> YOUR OBJECTIVE
Write out the records word for word, with no pictures.
- - -
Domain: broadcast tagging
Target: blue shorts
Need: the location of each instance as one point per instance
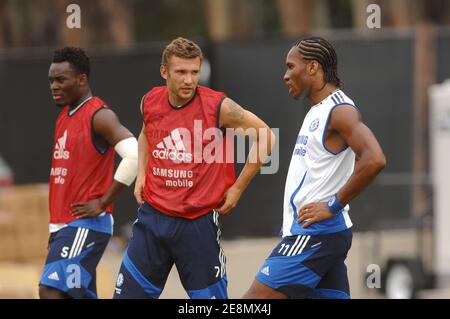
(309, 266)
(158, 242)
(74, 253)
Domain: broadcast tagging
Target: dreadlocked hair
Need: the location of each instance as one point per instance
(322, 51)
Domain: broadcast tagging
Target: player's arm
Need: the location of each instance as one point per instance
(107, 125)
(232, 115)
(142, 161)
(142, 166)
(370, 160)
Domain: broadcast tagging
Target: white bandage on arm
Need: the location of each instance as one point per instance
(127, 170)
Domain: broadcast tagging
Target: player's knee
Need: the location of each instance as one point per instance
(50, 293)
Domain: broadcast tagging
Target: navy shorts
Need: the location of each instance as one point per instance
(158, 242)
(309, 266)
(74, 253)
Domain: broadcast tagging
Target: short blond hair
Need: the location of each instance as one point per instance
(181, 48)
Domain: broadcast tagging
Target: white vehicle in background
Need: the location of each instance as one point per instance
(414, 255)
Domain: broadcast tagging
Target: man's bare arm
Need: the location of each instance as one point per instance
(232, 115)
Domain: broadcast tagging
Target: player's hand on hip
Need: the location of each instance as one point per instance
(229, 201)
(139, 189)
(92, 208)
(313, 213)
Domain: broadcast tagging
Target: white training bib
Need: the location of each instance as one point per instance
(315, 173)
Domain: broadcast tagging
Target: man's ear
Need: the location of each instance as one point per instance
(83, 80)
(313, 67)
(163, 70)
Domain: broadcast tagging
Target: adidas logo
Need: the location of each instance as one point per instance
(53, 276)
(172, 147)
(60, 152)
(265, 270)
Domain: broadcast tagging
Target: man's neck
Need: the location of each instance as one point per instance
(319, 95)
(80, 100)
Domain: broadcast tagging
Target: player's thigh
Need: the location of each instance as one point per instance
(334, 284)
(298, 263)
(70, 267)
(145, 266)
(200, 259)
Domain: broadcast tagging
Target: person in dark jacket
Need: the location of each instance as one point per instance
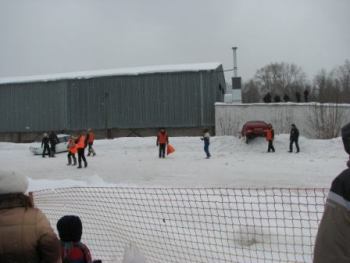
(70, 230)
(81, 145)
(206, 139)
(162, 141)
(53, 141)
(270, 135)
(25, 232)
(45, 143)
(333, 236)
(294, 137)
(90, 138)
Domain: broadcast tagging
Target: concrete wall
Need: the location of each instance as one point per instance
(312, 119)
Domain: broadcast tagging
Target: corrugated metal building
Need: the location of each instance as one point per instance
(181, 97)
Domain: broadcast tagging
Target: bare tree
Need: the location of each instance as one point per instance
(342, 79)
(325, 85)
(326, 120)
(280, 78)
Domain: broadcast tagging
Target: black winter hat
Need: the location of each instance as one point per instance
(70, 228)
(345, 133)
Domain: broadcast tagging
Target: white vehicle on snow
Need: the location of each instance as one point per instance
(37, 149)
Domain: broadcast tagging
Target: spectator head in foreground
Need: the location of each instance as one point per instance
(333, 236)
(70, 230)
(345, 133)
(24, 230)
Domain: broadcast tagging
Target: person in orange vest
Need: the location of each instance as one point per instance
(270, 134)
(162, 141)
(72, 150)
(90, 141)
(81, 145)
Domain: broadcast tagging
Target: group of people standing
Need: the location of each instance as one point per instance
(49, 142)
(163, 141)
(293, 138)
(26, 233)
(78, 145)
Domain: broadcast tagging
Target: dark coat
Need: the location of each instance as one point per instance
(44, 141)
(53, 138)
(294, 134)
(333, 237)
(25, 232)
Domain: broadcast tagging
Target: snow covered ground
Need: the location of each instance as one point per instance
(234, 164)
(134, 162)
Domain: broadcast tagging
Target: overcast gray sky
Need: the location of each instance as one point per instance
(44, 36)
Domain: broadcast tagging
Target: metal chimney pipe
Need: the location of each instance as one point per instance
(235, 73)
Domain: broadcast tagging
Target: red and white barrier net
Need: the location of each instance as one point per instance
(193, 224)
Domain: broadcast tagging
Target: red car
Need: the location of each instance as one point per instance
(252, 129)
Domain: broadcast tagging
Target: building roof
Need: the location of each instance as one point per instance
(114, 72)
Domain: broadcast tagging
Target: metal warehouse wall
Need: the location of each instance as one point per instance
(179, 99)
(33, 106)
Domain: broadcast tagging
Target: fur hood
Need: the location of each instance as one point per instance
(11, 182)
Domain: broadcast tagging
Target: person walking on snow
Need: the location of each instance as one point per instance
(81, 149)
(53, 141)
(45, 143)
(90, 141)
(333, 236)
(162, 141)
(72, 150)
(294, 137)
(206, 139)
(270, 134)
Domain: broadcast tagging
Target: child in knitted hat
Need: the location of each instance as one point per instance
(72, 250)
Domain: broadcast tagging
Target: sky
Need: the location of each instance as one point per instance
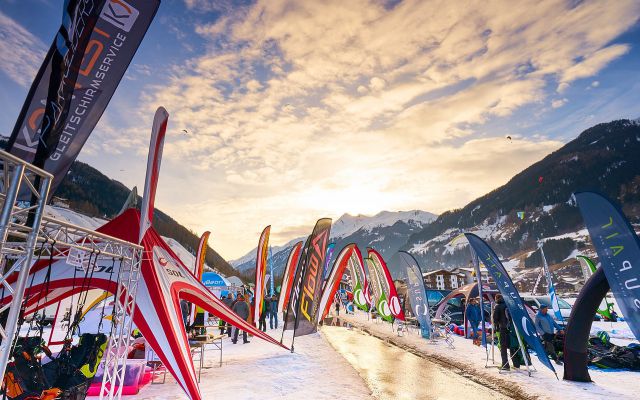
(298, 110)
- - -
> SOLUTION TO THIS TASK
Domain: broadcast tagging
Target: blue shorts
Need: the location of each instance as one point per instance
(309, 266)
(158, 242)
(74, 253)
Domain: broadcast tagging
Target: dreadlocked hair
Need: the location of each instance as one point per instance
(322, 51)
Domain: broadcast tagging
Target: player's arm
Need: the location of each instance as one point per instance
(107, 125)
(232, 115)
(142, 161)
(142, 166)
(370, 160)
Domain: broadcast tagging
Target: white bandage on arm
Need: the location of each instance as one point per instance
(127, 170)
Domain: broadcast tagging
Target: player's knee
Need: the location of each instance as one point per instance
(50, 293)
Domain: broadcast tagging
Target: navy shorts
Need: the location of each instance as one point per instance
(158, 242)
(309, 266)
(74, 253)
Domain: broadcast tagging
Target: short blond hair
Need: the location of each instance as one point per instance
(181, 48)
Domain: broadcast tagging
Target: white vehicle in background
Need: the location of each instance as one point per instance
(414, 255)
Domain: broadcast tagging
Target: man's bare arm
Need: the location of each instance as one point per instance
(232, 115)
Domain: broadcast tagging
Target: player's hand on hip
Need: the location of each instance as one point per instance
(229, 201)
(139, 189)
(92, 208)
(313, 213)
Domain: broadcast tagging
Target: white training bib
Need: the location of each instance as one point per instance
(315, 173)
Domain: broadcast tagging
Target: man's ear
Need: the location of each instance as one point per instance
(83, 80)
(313, 67)
(163, 70)
Domain: broadcast tagging
Target: adidas logo
Need: the location of each instance as one point per instance
(53, 276)
(172, 147)
(60, 152)
(265, 270)
Domain: broadcast tagging
Target: man's neck
Need: the location of each instance as one point per instance
(319, 95)
(80, 100)
Domain: broadcast tagging
Target: player's thigh
Need: the location of each instance as one point per instance
(334, 284)
(298, 263)
(70, 267)
(145, 266)
(200, 259)
Domain: broadcast tagging
Target: person in dark jacket
Need: the location of each instance as one point per instance
(70, 230)
(81, 145)
(206, 139)
(162, 141)
(53, 141)
(270, 135)
(25, 232)
(45, 143)
(333, 236)
(294, 137)
(90, 138)
Domain: broadcast tagging
Target: concrete wall
Need: the location of each instance as one point per instance
(312, 119)
Domain: broadcast tagging
Target: corrugated metal building
Need: the location of each instance as one point per instance
(181, 97)
Domain: broadcast tagging
Target: bare tree
Need: the location of each instance as one point per instance
(342, 79)
(325, 85)
(326, 120)
(280, 78)
Domain: broadcast tagging
Target: black winter hat
Need: the location of each instance as one point per instance
(70, 228)
(345, 133)
Domain: broadcast tagging
Target: white vehicle on snow
Need: the location of each instance as one point per instance
(37, 149)
Domain: broadcast tagging
Target: spectator head in foreground
Need: the location of each instance as one point per instance
(333, 236)
(70, 230)
(345, 133)
(24, 230)
Domain: broadcast tagging
Target: person in orange vest
Need: the location of each instance as one point per instance
(270, 134)
(162, 141)
(72, 150)
(90, 141)
(81, 145)
Domain: broadcast tagging
Target: group of people standing
Need: the location of each instance as one point per instance
(49, 142)
(163, 141)
(293, 138)
(26, 233)
(78, 145)
Domain: broadcast tagging
Target: dark coat
Need: the location of each instance as one point per instance
(44, 141)
(53, 138)
(294, 134)
(333, 237)
(25, 232)
Domain: broadcast tagging
Target: snow covered ground
Need: the location of each instance as one point per instance
(234, 164)
(134, 162)
Domain: broadcast tagging
Target: overcast gray sky
Need: the location of each instance as one point per instance
(44, 36)
Domain: broadcast tagging
Target: metal chimney pipe
Need: the location of each instance as one point per instance
(235, 73)
Domain: broadcast tagging
Target: red and white barrier net
Need: the location of each instance as one point per instance
(193, 224)
Domain: broadcast tagging
Target: red car
Need: the location of each instance as one point per instance
(252, 129)
Domain: broadcast tagging
Target: building roof
Need: the location of each instance as one point per instance
(114, 72)
Domain: broadcast tagging
Target: metal warehouse wall
Need: the location of each instance as one point per instance
(179, 99)
(33, 106)
Domain: broadcast tagging
Target: fur hood
Need: the location of each instance as one point per instance
(11, 182)
Domain: broadcast tagging
Target: person walking on snow
Need: the location of each instance as one point per instance
(81, 149)
(53, 141)
(45, 143)
(90, 141)
(333, 236)
(162, 141)
(72, 150)
(294, 137)
(206, 139)
(270, 134)
Domain: broadcast tagging
Target: child in knitted hat
Need: the location of each instance as one point per instance
(72, 250)
Domain: broadcast tagging
Target: sky
Need: the location of each instance as one point per instance
(298, 110)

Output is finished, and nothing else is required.